-------- Dataset excerpts --------

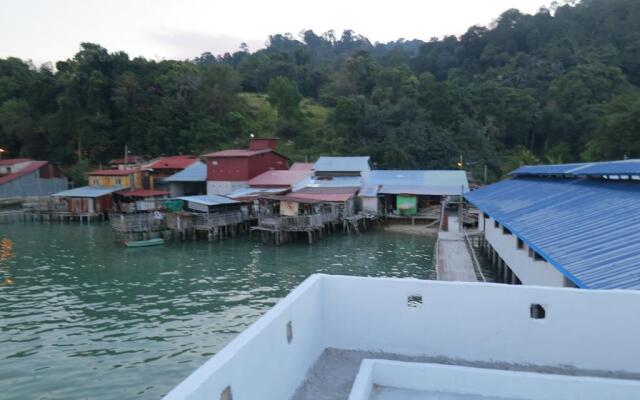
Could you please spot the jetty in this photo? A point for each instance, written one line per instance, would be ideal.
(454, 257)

--------
-------- Dataset excerpts --------

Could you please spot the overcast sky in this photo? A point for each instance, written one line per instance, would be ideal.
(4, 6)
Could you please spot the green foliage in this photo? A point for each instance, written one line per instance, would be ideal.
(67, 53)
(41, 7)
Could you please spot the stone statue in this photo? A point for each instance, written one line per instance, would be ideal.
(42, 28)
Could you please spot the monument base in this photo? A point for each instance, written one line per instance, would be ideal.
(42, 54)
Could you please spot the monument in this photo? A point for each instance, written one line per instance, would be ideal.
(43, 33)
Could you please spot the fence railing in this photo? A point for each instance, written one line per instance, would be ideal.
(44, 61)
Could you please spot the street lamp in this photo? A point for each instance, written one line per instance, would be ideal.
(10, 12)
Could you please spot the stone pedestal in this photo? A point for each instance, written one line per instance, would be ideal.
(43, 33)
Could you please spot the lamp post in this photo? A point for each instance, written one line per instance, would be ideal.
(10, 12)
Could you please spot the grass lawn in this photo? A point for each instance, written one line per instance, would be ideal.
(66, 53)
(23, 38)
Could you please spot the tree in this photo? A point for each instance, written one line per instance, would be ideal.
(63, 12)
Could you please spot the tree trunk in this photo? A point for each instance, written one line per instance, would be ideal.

--------

Directions: Reproduce exactly the lines above from the line with "Could you please spot the lamp" to the line with "Could you please spot the tree trunk", including both, and add nothing.

Task result:
Could you please spot the lamp post in this photo? A point for each instance, written one line per instance, would be ideal.
(10, 12)
Could you please spot the grass lawn in this photo? A point for each instance, written one line per instance, would be ideal.
(66, 53)
(23, 38)
Could you please spot the tree in this photo? A point for each instance, written one line per instance, would be ideal.
(63, 12)
Could you please spot the tree trunk in this photo? A point for each instance, written one line per instance, would be ideal.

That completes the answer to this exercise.